** BEGIN **

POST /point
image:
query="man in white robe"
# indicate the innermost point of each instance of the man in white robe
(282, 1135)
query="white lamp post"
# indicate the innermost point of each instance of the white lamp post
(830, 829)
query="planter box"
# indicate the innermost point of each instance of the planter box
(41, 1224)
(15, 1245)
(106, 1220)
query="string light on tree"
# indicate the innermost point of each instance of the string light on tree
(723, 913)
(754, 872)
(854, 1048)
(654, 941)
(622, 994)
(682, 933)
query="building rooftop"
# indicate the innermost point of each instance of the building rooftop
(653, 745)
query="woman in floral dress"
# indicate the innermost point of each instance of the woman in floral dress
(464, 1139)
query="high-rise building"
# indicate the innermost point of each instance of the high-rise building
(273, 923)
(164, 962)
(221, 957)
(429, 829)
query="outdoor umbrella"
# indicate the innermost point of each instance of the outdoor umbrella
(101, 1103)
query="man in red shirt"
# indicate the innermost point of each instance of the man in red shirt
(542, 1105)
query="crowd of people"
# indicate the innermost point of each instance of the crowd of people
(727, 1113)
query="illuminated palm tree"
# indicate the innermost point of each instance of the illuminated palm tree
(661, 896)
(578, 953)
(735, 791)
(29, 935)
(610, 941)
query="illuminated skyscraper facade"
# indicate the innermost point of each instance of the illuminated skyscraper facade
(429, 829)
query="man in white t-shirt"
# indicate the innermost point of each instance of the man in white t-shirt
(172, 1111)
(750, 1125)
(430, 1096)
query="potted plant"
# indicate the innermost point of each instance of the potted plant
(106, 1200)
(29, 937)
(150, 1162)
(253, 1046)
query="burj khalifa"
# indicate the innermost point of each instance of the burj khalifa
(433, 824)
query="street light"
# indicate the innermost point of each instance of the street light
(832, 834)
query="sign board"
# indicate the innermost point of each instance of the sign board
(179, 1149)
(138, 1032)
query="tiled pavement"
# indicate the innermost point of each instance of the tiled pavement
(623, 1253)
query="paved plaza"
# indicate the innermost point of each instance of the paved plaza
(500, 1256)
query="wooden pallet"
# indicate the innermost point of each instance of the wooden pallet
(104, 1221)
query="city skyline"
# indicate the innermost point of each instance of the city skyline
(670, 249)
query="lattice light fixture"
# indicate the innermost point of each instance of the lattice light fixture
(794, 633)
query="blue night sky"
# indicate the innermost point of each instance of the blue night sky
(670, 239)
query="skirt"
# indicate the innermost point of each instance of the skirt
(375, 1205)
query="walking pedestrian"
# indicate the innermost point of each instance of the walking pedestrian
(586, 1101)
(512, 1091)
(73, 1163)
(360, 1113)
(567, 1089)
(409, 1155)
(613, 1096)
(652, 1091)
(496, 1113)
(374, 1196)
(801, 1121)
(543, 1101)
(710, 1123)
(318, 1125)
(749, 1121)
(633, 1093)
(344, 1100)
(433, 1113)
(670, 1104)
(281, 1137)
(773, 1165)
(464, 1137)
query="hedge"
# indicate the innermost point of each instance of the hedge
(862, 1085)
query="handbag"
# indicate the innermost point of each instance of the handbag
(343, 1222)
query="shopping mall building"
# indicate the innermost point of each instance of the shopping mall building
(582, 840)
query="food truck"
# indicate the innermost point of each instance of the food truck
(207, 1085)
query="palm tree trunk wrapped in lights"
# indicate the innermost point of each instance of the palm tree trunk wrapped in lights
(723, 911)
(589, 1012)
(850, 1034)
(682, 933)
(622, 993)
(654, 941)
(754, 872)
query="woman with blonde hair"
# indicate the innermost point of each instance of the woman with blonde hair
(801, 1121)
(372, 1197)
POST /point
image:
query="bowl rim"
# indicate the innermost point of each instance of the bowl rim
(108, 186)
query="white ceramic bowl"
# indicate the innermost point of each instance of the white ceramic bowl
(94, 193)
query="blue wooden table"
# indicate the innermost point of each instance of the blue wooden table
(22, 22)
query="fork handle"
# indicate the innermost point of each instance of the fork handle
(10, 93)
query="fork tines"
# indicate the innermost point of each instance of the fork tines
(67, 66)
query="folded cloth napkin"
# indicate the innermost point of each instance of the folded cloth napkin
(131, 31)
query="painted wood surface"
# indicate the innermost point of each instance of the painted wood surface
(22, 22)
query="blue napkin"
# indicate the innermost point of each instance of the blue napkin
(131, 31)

** END **

### Your goal
Show each line of the records that contains the string "rooftop", copied in full.

### Exercise output
query="building rooftop"
# indicate the innermost point of each instance of the building rooftop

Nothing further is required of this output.